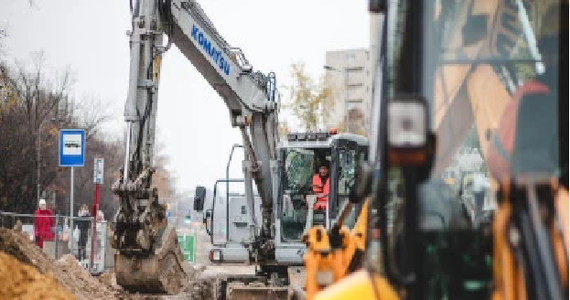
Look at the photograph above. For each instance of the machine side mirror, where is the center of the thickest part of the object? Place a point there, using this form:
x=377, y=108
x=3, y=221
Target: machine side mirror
x=377, y=6
x=474, y=30
x=208, y=221
x=199, y=198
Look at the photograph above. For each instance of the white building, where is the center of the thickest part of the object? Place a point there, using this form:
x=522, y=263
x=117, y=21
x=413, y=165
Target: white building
x=349, y=74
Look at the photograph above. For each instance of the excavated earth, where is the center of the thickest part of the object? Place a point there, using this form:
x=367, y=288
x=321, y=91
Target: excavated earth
x=28, y=273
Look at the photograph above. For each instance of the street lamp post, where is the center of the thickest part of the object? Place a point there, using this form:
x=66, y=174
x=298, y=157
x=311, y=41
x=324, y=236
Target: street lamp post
x=38, y=156
x=329, y=68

══════

Restate the entries verbatim and exclude any pictures.

Look at the photograph above. For each instance of the machine side mirror, where is the center of the thickest part of the object? Place a point there, using this form:
x=377, y=108
x=3, y=221
Target: machine side mirror
x=377, y=6
x=474, y=30
x=208, y=221
x=199, y=198
Look at the photograph above. For each instance of the white building, where is the center of the thickest part of the object? Place a point there, using this form:
x=522, y=263
x=117, y=21
x=413, y=165
Target: white building
x=349, y=74
Look at the photograph above. For each instance of the excavated earth, where is the center of the thickest part of the object? Place a point there, using this form:
x=367, y=288
x=321, y=91
Target: excavated earth
x=28, y=273
Look at the photograph above. For each instance of the street lamp post, where is the center of the thickest part of the object? Place a point there, using this form:
x=66, y=174
x=298, y=157
x=311, y=41
x=324, y=236
Target: street lamp post
x=38, y=156
x=329, y=68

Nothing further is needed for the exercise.